Tally the lines in the records below that contain the string "yellow", treating case as significant, and give only that number.

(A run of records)
================================

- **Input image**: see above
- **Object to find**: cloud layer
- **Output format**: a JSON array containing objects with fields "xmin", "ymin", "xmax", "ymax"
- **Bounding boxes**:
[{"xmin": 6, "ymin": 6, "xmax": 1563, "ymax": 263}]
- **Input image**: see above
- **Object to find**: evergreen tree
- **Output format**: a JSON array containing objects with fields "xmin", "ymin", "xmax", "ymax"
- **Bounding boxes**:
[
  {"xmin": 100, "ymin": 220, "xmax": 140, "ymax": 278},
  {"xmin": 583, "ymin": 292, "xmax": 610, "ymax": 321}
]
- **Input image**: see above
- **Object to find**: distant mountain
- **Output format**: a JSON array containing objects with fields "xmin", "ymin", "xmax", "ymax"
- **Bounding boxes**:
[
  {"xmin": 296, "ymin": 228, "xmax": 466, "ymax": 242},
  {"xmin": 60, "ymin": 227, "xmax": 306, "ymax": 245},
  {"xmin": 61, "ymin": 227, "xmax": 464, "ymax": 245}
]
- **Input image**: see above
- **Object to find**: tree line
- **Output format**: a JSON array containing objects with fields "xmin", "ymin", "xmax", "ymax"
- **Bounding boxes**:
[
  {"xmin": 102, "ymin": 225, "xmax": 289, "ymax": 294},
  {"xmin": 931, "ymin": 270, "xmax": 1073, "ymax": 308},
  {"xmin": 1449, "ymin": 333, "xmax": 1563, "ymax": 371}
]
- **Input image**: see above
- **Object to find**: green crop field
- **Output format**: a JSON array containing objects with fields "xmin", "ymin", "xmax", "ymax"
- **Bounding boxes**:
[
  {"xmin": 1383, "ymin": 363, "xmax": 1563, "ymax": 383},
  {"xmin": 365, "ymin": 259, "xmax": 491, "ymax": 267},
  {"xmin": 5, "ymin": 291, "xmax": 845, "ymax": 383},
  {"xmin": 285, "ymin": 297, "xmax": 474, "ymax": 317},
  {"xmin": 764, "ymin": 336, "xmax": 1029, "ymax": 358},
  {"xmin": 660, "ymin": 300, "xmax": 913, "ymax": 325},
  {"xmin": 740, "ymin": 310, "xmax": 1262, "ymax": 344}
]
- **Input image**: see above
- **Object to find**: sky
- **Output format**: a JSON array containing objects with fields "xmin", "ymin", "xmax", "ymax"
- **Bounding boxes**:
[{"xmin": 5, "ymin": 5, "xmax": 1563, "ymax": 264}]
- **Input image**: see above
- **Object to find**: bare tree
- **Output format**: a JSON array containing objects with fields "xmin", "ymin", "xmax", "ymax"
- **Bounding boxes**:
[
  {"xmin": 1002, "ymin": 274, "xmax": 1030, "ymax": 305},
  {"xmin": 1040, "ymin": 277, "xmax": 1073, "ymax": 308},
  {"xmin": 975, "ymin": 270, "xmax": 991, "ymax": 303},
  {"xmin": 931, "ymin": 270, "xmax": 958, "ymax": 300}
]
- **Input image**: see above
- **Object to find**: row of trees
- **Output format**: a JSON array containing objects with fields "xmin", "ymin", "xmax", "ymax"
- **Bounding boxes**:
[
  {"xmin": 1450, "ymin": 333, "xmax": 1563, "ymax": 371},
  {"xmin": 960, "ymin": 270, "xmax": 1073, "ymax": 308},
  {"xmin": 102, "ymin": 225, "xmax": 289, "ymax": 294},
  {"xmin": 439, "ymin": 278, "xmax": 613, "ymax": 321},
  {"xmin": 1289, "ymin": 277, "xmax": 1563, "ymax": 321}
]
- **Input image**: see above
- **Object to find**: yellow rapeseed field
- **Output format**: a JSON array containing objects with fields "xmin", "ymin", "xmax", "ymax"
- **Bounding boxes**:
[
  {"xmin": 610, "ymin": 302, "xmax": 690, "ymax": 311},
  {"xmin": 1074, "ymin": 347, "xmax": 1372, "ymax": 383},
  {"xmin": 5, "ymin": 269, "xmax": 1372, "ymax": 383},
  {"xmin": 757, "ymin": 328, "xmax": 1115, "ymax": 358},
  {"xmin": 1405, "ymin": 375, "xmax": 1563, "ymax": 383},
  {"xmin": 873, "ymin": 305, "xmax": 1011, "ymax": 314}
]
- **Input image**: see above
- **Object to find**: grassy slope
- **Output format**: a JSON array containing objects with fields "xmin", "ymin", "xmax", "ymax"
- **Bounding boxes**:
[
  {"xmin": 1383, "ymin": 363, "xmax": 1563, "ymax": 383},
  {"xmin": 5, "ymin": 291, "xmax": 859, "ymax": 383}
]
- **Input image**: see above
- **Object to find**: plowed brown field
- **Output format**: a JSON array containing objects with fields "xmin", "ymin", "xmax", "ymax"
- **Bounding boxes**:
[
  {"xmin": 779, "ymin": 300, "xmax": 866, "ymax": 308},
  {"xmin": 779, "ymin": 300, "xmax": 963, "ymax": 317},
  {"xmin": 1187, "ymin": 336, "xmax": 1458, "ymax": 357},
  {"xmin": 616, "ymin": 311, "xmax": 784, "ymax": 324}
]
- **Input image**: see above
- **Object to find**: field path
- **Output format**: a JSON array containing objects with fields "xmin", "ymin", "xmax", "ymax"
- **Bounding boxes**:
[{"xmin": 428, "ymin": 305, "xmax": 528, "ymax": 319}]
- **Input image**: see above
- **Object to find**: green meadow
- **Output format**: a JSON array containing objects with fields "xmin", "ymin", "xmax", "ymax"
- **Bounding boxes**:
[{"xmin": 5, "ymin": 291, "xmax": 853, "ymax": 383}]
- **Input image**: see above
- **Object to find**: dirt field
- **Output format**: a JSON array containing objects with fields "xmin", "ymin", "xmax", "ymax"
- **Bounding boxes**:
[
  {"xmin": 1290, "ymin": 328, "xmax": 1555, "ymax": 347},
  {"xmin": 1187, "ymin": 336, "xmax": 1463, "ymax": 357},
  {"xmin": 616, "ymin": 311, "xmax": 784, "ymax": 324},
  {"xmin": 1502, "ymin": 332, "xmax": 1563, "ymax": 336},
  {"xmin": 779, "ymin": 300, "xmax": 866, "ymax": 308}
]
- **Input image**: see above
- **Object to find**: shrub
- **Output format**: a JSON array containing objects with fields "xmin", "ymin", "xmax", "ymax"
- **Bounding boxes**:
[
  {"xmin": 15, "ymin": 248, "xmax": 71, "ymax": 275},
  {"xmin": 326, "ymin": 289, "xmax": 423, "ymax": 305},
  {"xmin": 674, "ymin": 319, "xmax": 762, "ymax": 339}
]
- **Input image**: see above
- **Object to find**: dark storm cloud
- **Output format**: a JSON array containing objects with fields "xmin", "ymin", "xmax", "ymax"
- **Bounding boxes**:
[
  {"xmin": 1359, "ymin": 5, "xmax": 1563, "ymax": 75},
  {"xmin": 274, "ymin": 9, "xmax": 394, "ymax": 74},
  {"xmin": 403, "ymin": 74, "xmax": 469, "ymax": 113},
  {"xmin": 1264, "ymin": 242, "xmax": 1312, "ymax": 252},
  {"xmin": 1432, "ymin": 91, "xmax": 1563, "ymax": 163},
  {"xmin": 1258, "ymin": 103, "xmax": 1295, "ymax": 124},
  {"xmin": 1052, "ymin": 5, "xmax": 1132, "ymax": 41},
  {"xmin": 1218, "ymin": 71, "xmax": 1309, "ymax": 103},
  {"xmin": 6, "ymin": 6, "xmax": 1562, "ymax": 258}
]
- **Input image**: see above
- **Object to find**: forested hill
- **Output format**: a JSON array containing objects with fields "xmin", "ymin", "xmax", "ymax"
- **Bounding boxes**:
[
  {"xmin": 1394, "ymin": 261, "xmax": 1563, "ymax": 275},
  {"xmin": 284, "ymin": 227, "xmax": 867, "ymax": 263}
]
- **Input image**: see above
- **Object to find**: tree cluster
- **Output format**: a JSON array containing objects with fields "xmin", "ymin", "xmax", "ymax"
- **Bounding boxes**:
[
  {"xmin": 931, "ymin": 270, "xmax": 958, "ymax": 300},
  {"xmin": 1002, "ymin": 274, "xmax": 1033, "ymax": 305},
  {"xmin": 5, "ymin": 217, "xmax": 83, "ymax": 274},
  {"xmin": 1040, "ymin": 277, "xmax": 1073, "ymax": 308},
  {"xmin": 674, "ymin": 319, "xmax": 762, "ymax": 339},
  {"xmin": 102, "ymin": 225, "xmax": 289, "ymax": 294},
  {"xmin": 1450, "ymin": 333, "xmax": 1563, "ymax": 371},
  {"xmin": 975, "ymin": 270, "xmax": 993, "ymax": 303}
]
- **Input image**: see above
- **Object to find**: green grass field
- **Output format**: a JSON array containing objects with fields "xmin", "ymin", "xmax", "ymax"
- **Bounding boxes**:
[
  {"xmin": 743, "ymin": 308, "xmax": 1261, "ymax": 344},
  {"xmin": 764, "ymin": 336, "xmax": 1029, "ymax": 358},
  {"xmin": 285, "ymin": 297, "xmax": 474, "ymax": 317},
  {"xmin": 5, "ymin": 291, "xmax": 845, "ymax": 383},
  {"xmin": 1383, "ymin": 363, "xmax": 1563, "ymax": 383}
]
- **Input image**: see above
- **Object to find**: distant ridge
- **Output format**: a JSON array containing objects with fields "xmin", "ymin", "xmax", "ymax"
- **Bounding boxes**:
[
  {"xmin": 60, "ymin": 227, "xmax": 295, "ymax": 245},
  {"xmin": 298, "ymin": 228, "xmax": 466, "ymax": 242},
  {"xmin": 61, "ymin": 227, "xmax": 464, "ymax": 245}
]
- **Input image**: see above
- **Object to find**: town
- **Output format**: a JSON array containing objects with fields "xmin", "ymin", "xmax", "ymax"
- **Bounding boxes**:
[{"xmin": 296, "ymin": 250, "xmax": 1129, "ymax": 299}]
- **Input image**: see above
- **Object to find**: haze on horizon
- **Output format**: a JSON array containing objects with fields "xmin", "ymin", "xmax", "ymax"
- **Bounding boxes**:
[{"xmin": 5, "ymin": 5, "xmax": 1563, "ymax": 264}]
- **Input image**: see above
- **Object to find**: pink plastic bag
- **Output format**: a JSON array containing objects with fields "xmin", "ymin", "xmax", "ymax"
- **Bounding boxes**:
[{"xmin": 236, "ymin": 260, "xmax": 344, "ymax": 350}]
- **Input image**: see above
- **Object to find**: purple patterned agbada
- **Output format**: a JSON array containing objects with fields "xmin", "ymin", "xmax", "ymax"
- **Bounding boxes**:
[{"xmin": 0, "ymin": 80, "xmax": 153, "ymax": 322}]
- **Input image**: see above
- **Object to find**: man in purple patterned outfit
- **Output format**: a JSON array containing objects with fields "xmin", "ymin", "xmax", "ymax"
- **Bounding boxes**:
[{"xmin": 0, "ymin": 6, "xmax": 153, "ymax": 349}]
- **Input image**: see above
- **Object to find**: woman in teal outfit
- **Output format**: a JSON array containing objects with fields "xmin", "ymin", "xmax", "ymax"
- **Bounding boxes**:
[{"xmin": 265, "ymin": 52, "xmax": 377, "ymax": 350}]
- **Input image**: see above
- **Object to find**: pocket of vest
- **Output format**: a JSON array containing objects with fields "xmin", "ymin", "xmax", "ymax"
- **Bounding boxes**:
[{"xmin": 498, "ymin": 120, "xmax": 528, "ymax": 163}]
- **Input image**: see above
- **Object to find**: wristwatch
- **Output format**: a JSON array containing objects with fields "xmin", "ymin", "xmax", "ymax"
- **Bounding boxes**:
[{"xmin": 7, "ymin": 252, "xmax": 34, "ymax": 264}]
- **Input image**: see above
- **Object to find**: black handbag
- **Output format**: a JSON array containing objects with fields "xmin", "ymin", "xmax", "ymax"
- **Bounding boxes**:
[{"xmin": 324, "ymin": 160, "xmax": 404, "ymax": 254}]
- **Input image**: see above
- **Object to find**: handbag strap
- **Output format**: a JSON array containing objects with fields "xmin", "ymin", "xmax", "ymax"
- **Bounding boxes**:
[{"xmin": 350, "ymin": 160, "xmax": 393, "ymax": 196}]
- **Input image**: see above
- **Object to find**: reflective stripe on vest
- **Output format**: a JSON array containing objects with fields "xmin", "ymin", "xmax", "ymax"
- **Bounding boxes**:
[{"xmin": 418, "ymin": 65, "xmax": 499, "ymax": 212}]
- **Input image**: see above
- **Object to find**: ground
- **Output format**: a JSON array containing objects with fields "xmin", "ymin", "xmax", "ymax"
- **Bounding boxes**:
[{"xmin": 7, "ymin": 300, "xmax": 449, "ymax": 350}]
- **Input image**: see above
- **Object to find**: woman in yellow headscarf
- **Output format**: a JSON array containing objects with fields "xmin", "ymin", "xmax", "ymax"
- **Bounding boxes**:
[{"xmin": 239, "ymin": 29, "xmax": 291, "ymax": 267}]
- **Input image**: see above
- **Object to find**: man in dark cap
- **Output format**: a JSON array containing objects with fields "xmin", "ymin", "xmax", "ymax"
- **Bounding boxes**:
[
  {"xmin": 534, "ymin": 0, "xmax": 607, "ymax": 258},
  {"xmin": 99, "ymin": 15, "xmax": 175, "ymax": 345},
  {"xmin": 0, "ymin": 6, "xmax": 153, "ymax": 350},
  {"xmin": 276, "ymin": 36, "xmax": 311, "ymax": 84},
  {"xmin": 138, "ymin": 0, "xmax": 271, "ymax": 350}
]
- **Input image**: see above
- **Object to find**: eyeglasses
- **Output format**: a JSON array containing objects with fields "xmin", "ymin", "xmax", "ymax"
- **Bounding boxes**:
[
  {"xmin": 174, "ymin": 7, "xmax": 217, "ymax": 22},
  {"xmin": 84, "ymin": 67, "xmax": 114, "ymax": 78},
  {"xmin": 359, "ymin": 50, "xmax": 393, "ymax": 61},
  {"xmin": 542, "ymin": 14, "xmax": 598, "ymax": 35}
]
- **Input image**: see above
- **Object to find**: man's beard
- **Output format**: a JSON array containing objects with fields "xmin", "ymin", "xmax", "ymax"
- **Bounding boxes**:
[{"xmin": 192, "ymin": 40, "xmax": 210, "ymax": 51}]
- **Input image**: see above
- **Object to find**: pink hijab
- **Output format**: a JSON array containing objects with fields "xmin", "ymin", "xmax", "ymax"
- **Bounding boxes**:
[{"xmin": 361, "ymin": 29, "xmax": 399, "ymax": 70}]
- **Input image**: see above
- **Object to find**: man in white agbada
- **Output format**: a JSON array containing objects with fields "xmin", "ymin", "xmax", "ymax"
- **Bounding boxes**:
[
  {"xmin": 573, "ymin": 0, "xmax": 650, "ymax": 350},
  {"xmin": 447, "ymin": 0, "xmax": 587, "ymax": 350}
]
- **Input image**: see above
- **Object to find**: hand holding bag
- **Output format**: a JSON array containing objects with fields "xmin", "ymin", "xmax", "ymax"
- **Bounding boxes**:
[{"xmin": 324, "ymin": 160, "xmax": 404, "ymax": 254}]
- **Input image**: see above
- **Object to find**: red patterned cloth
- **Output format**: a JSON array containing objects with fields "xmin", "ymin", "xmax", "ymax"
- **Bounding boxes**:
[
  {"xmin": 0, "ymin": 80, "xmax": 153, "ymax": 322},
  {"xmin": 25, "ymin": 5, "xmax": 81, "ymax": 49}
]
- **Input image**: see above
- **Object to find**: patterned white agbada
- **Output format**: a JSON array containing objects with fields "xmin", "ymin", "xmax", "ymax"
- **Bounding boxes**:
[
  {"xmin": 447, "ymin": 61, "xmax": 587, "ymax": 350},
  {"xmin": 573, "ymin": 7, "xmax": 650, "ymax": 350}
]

================================

Answer to this exercise: 2